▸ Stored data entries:
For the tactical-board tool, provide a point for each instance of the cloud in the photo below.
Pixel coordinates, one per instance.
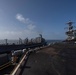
(30, 24)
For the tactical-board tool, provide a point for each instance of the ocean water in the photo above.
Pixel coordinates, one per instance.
(53, 41)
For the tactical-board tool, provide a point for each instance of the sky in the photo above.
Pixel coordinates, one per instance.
(29, 18)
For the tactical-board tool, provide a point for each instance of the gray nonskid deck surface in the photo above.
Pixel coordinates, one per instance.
(39, 64)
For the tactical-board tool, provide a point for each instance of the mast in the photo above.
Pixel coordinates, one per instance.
(70, 32)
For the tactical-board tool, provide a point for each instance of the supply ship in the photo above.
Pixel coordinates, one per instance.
(71, 32)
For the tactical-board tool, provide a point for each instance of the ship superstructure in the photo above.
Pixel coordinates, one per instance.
(71, 32)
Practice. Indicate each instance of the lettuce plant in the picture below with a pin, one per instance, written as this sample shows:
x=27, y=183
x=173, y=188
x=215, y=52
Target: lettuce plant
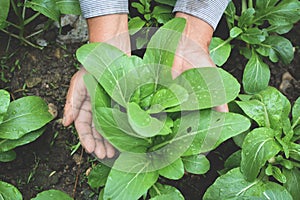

▸ What you will do: Go through the data and gather every line that holds "ship".

▸ Reply:
For the tactical-board tool, provide a point for each instance of the supply ship in the photo above.
For the tactical-board tool, provide a point for each instance of the ship superstructure in the photo above.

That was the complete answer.